Copy out every line from the one containing "point: dodgers baseball" through the end of the items, inclusive, keeping the requests as they are. Multiply each x and y coordinate in the answers by 2.35 and round to the nearest whole number, with halves rounded up.

──────────────────────────────

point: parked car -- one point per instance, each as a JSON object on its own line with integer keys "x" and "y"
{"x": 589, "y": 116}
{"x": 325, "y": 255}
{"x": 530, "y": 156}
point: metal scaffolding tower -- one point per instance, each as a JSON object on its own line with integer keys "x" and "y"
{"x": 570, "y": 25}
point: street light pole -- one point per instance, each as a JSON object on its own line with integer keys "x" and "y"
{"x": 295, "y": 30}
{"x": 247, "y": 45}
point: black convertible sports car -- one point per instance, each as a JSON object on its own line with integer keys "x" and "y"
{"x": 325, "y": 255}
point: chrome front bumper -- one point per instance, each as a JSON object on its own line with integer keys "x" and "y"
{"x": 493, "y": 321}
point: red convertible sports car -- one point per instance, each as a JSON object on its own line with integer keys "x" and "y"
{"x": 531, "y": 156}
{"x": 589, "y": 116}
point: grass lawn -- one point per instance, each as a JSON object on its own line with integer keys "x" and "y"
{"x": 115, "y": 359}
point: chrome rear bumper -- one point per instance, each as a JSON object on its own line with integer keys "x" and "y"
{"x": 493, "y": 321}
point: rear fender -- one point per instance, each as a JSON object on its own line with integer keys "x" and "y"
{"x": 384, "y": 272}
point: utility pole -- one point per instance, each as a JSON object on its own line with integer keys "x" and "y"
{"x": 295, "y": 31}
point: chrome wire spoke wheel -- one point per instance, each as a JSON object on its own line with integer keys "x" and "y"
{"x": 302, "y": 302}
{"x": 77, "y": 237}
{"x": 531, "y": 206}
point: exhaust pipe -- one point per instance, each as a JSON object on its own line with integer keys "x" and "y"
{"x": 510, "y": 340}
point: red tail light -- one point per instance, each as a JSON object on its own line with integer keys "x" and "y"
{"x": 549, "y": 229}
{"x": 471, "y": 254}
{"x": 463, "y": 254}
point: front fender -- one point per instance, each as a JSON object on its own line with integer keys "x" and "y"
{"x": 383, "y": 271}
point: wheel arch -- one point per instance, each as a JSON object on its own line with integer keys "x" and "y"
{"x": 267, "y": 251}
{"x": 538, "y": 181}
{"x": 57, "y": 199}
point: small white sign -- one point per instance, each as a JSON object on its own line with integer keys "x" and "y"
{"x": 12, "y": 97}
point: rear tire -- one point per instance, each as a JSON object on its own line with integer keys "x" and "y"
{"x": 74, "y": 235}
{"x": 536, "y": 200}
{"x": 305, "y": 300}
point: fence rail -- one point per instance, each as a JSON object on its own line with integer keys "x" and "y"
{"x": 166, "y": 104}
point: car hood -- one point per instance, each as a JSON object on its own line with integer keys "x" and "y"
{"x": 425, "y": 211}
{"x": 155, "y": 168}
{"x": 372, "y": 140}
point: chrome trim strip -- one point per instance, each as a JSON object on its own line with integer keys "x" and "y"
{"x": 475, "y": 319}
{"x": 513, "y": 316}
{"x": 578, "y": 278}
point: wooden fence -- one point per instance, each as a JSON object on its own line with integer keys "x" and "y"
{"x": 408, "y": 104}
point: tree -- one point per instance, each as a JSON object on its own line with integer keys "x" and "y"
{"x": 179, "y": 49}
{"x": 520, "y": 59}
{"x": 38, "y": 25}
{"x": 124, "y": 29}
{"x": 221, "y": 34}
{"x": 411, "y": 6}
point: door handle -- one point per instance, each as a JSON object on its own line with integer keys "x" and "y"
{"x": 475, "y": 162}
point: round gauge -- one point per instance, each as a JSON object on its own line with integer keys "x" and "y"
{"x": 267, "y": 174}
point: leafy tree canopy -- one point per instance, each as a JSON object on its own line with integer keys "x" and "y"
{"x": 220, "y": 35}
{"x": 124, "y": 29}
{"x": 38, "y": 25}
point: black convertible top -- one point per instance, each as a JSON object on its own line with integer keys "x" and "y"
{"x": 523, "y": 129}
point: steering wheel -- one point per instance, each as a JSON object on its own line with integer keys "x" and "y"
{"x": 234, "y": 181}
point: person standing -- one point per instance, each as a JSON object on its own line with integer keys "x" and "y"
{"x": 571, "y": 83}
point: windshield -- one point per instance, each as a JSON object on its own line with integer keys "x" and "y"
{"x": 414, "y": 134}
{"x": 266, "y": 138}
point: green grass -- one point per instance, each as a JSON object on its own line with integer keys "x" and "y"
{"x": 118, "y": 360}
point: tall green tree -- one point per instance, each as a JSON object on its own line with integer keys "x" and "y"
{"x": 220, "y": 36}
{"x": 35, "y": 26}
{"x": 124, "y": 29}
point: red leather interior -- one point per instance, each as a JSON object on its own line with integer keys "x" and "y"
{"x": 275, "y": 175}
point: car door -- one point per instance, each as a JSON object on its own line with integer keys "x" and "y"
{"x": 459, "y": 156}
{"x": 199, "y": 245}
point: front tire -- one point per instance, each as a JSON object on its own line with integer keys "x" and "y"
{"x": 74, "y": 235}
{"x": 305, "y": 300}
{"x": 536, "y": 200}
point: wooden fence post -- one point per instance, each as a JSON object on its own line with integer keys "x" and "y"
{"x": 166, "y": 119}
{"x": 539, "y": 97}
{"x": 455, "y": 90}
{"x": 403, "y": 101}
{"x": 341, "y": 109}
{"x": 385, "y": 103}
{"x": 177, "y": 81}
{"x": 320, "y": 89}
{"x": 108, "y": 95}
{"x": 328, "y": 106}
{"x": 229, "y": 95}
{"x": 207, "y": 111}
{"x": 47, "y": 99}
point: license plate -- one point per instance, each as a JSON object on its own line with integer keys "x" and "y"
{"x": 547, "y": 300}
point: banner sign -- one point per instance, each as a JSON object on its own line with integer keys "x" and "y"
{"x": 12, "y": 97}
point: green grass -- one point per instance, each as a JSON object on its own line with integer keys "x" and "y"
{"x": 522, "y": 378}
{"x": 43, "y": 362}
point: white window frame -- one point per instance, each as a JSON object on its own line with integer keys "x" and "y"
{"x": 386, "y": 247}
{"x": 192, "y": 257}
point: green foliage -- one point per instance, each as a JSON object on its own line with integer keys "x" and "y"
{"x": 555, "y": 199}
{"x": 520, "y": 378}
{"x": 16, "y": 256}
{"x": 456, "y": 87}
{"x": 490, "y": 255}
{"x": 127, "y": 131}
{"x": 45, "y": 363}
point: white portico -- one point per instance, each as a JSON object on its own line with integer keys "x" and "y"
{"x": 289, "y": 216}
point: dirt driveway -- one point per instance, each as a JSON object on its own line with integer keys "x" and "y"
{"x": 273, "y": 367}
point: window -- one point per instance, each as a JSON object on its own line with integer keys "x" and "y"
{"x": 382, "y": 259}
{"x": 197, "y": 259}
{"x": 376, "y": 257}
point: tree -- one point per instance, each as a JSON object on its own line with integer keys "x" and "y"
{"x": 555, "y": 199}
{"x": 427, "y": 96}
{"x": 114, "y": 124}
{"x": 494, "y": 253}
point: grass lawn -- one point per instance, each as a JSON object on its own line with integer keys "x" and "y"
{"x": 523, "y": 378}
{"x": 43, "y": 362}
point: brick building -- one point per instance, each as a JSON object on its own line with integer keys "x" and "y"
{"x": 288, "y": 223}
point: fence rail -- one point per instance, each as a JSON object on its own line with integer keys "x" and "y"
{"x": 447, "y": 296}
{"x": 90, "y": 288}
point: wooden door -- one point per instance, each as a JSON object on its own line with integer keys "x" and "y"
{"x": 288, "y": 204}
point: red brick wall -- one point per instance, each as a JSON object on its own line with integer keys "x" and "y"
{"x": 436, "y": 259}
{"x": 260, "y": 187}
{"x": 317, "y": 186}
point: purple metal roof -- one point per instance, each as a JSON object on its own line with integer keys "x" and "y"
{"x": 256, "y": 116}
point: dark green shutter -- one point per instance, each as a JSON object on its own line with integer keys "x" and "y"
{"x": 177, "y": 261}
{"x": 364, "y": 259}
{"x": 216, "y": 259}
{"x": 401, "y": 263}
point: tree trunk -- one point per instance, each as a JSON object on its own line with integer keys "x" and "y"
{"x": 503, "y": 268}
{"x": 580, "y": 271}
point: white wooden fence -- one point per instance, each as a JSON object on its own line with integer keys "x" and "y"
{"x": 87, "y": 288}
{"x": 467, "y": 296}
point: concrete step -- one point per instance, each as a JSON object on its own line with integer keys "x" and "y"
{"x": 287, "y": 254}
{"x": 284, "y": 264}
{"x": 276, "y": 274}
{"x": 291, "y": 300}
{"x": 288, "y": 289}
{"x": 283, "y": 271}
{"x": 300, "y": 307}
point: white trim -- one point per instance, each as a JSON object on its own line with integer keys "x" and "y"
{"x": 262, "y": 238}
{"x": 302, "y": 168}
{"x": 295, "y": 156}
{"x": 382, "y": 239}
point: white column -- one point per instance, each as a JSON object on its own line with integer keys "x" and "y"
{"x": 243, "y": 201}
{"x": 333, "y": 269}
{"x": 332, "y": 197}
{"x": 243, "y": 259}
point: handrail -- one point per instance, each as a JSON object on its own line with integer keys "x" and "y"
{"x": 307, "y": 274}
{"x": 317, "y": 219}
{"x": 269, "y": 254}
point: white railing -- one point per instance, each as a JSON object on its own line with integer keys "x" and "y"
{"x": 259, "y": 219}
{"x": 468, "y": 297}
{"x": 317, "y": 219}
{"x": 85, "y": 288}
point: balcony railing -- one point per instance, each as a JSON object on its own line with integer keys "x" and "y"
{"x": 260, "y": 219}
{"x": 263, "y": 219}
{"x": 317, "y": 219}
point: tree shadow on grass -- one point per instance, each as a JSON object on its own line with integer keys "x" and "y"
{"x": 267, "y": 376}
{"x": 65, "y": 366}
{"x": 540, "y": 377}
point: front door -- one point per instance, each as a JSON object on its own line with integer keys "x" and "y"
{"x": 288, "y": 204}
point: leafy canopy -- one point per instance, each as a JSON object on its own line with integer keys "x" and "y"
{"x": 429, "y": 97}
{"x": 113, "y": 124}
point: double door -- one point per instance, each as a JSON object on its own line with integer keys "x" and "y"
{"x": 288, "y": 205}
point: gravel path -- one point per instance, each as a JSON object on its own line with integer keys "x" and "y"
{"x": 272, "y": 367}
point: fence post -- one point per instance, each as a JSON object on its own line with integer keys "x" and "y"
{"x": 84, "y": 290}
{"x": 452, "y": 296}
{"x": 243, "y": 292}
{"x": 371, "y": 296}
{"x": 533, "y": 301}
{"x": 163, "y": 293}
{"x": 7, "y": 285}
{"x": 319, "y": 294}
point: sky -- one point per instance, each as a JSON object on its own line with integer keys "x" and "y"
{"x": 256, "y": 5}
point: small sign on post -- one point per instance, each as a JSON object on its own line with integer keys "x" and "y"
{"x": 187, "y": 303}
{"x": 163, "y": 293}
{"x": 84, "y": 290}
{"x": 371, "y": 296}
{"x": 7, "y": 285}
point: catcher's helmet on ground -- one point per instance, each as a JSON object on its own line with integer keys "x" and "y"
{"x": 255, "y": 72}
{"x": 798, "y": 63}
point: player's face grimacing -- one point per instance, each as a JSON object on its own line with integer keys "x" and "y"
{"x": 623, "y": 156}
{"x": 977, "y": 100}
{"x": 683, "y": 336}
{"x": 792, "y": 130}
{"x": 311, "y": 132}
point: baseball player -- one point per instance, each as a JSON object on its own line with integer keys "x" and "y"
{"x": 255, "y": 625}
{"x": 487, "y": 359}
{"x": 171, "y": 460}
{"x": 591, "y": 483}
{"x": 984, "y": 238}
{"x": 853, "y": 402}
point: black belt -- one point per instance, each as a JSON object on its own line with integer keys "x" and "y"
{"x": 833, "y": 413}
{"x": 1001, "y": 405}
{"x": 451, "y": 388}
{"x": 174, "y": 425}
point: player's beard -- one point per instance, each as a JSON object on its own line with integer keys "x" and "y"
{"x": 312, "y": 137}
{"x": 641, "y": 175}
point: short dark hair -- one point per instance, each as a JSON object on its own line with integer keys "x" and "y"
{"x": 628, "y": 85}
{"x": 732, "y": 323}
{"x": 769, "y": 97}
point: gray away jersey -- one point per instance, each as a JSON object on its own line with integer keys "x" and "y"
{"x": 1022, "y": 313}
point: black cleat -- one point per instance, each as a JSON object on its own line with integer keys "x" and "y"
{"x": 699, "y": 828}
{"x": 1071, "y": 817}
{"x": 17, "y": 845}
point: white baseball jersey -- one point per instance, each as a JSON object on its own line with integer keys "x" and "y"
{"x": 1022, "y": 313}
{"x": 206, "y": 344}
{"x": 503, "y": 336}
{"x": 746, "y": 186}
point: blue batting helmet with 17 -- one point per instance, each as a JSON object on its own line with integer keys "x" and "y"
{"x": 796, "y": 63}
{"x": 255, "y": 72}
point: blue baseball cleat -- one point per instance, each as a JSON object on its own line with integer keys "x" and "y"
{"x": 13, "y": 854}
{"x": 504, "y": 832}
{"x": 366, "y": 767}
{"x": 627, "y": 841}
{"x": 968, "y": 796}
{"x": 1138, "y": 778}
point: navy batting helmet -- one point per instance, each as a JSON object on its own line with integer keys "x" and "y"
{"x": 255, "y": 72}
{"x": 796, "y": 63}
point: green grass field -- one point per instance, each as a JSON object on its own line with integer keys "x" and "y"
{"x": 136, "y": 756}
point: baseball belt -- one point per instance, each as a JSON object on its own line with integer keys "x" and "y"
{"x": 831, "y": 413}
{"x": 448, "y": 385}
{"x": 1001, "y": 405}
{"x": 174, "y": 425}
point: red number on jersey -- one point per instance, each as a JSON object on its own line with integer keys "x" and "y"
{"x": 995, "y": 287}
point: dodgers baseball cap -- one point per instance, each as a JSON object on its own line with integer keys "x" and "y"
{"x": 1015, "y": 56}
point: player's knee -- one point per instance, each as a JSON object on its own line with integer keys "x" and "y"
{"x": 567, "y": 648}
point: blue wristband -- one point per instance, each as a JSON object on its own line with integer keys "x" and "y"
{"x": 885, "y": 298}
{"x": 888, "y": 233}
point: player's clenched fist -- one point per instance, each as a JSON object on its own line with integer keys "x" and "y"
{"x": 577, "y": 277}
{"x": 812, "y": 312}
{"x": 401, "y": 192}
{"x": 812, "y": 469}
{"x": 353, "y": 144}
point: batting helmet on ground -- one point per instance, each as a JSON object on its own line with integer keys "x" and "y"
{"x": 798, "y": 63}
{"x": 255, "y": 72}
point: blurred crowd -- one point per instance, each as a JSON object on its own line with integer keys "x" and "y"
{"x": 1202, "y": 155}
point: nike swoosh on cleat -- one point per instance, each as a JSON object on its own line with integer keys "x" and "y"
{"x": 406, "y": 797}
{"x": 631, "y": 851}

──────────────────────────────

* SOLUTION FOR THIS PROBLEM:
point: dodgers baseball cap -- one point per instance, each as a JSON object on its own line with integer keys "x" and "y"
{"x": 2385, "y": 132}
point: player's knee -- one point per instance, each as a JSON object on its own line with integer keys "x" and "y"
{"x": 1332, "y": 1523}
point: blue wristband -- one point per instance, each as a JSON object on its own line with integer keys "x" and "y"
{"x": 2080, "y": 700}
{"x": 2087, "y": 548}
point: player's clenched fist -- one point per instance, each as a JSON object on its own line with integer keys "x" and "y"
{"x": 1356, "y": 651}
{"x": 1908, "y": 733}
{"x": 942, "y": 451}
{"x": 1908, "y": 1102}
{"x": 830, "y": 338}
point: batting helmet on ground -- one point per instance, each as a JSON object on its own line with integer keys "x" and "y"
{"x": 1875, "y": 148}
{"x": 599, "y": 169}
point: blurred crowd -- one point per instance, each as a JSON object on its own line with integer keys "x" and "y"
{"x": 2825, "y": 364}
point: nike swoosh on cleat -- one point per instance, each as a JSON object on its own line with integer keys "x" and "y"
{"x": 954, "y": 1873}
{"x": 1483, "y": 2000}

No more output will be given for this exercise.